§ STATED TASK A:
Return the part of the blog post about slugging between "My first time..." and "Vehicle (HOV) lanes.", inclusive.

-- Start DOCUMENT EXTRACT --

Marcus_Time

Tuesday, January 09, 2007

My first time...

As a slug...
For those of my friends who are not from the DC metropolitan area, there are many roads into DC that require 2 or more passengers in a vehicle (unless you're a hybrid car) during rush hour. Some people prefer not to take public transportation and want to drive themselves into the city pick up "slugs" in the suburbs. Slugs are random strangers you find somewhere in the suburbs (when headed in) or in the city (when you're leaving) who take up the space in your car so you can drive in the High Occupancy Vehicle (HOV) lanes.

I have been taking the Metro bus and Metro rail into the city for a couple of months now. But today, I missed my bus by two minutes (damn traffic light!) and a small car pulled up at the bus stop with a sign in the window (Farragut West or Rosslyn- 1 or 2 riders). I opened the passenger side door and asked the young-looking woman (at most 32 yrs old) if Farragut West was on the Orange or the Red (I always confuse it with Farragut North which is on the Red as I've been reminded today). I'm not exactly sure how it is she could drop me off at either Rosslyn (which is in VA) or Farragut West (in DC). But I got in for Farragut West.

-- End DOCUMENT EXTRACT --
-- Start DATA EXCERPTS --

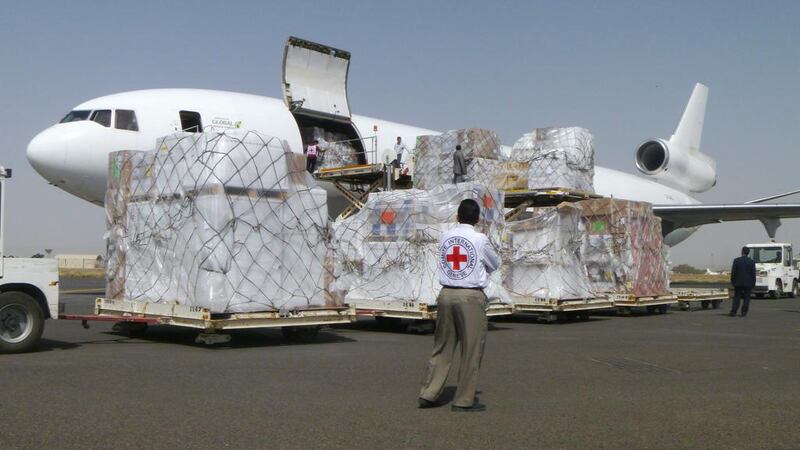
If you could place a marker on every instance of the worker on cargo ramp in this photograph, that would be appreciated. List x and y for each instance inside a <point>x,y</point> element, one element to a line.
<point>312,151</point>
<point>459,165</point>
<point>466,258</point>
<point>743,279</point>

-- End DATA EXCERPTS --

§ STATED TASK B:
Swap "cargo ramp" for "loading ramp" in the listing above, and give the whole listing back otherwise unchanged, without the pictures.

§ EXERCISE RESPONSE A:
My first time...

As a slug...
For those of my friends who are not from the DC metropolitan area, there are many roads into DC that require 2 or more passengers in a vehicle (unless you're a hybrid car) during rush hour. Some people prefer not to take public transportation and want to drive themselves into the city pick up "slugs" in the suburbs. Slugs are random strangers you find somewhere in the suburbs (when headed in) or in the city (when you're leaving) who take up the space in your car so you can drive in the High Occupancy Vehicle (HOV) lanes.

§ EXERCISE RESPONSE B:
If you could place a marker on every instance of the worker on loading ramp in this photograph, that would be appreciated. List x and y for each instance inside a <point>x,y</point> element, one element to a line.
<point>312,151</point>
<point>459,165</point>
<point>466,258</point>
<point>743,279</point>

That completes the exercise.